━━ TEXTE PRÉSENTÉ ━━

C'est jour de fête à Espace Go. Porc-épic, mis en scène par Patrice Dubois, se déroule en effet le jour de l'anniversaire de Cassandre. Or, ce qu'il y a célébrer, c'est moins la naissance de cette fille esseulée qui joue à la majorette du bonheur que celle d'un dramaturge à la plume alerte et à l'imagination vive: David Paquet.

Sa pièce, déjà présentée au Mexique et en Belgique, met en scène des êtres tiraillés entre leur besoin d'amour et la crainte d'être rejeté. D'où cette allégorie empruntée à Schopenhauer: quand ils ont froid, les porcs-épics se rapprochent pour se réchauffer, mais se... piquent. Alors ils s'éloignent, puis recommencent quand les frissons reviennent.

Soif d'amour qui ne demande qu'à être étanchée, orgueil blessé, cruauté envers l'autre, besoin d'espoir, le propos de David Paquet n'est pas nouveau. Mais, comme chacun sait, tout est dans la manière. La sienne a du bagout, de l'humour et une touche de poésie surréaliste, bref, elle a du panache. Pour notre grand plaisir, elle a trouvé chez Patrice Dubois une connivence qui s'affiche dans une mise en scène surprenante et délicieusement fantaisiste.

━━━

== CONSIGNE ==
Extrayez de la critique de Porc-épic le passage allant de « Sa pièce, déjà » jusqu'à « les frissons reviennent. » inclus, sans y changer un mot.

━━ DONNÉES FOURNIES ━━

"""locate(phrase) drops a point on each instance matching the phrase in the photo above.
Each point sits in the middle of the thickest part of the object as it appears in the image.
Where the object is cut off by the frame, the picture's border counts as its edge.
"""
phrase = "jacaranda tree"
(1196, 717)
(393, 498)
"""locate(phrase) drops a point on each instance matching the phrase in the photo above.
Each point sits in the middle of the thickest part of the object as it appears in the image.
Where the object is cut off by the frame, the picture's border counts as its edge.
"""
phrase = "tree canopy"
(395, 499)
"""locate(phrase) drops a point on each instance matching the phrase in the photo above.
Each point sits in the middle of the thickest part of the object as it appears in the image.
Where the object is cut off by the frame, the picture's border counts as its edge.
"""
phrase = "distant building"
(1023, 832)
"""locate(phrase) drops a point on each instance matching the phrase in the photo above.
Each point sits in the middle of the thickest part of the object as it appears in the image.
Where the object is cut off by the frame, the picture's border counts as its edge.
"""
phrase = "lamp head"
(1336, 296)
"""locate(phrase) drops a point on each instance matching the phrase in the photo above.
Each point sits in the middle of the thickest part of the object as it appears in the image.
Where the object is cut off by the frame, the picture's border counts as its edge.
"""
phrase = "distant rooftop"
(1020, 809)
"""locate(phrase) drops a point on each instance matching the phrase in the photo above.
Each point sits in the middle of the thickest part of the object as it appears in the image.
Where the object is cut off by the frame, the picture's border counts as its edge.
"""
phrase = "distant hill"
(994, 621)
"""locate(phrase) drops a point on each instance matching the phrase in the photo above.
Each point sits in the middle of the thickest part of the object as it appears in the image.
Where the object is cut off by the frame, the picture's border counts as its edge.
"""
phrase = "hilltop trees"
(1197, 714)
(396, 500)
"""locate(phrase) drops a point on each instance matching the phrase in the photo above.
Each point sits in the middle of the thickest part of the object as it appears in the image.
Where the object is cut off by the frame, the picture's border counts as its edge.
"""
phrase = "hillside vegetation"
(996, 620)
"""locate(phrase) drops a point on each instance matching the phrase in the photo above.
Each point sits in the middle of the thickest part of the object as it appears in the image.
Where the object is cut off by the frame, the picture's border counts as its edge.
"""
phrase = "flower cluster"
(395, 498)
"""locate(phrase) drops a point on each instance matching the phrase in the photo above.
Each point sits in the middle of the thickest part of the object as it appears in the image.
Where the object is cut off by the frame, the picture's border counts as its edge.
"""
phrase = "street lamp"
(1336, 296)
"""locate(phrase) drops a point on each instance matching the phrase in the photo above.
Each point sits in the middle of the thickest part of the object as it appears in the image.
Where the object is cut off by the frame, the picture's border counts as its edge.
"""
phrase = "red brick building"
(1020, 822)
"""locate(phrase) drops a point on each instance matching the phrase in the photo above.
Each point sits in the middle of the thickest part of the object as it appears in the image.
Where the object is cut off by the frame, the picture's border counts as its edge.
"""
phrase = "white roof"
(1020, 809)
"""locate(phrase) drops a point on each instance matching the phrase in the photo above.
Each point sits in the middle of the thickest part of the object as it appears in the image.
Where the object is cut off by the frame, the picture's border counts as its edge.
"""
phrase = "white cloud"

━━━

== RÉPONSE ATTENDUE ==
Sa pièce, déjà présentée au Mexique et en Belgique, met en scène des êtres tiraillés entre leur besoin d'amour et la crainte d'être rejeté. D'où cette allégorie empruntée à Schopenhauer: quand ils ont froid, les porcs-épics se rapprochent pour se réchauffer, mais se... piquent. Alors ils s'éloignent, puis recommencent quand les frissons reviennent.